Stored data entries

# # # # #

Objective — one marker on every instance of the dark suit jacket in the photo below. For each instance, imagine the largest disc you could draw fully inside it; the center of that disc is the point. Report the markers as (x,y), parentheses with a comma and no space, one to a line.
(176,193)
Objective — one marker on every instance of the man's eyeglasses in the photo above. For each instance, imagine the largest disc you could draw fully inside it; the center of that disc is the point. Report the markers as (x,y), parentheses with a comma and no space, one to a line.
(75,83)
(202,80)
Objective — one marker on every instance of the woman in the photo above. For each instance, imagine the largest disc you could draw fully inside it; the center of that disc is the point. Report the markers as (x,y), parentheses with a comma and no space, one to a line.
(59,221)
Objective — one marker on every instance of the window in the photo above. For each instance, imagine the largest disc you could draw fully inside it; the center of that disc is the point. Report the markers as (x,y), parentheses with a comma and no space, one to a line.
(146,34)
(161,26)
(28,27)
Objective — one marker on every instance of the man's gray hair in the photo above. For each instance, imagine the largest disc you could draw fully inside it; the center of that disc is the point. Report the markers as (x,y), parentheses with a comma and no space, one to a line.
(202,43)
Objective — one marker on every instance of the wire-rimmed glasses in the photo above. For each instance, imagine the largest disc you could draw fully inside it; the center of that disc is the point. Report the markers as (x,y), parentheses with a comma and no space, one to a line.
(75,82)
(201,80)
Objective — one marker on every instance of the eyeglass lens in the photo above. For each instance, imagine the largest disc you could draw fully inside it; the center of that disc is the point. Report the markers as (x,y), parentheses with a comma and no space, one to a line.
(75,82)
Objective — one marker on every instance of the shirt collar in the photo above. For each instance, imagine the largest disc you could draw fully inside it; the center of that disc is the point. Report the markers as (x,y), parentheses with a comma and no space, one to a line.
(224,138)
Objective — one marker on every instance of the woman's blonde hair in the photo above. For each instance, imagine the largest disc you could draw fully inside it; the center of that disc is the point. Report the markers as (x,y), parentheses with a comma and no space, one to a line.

# # # # #

§ DIRECTIONS
Copy out the records exactly, from the line containing "Objective — one marker on every instance of the eyeglass" through the last line of the records, both included.

§ WORKED ANSWER
Objective — one marker on every instance of the eyeglass lens in the photo above. For each instance, imagine the largest disc you could draw fully inside it; the center of that disc is the point. Report the markers as (x,y), parentheses with a comma and no space, one to a line.
(75,82)
Objective — one marker on every instance of the shirt collar in the photo above. For each instance, imagine the largest disc you could draw fully inside it; the center of that disc is the point. Report the markers as (x,y), parentheses with a comma and no space, one to a line.
(224,138)
Objective — one marker on every instance of the woman's blonde hair in the photo above. For each instance, imagine the largest disc you could draw fully inside it; the center of that disc is the point. Report the markers as (x,y), parentheses with a comma and no space, one to a line.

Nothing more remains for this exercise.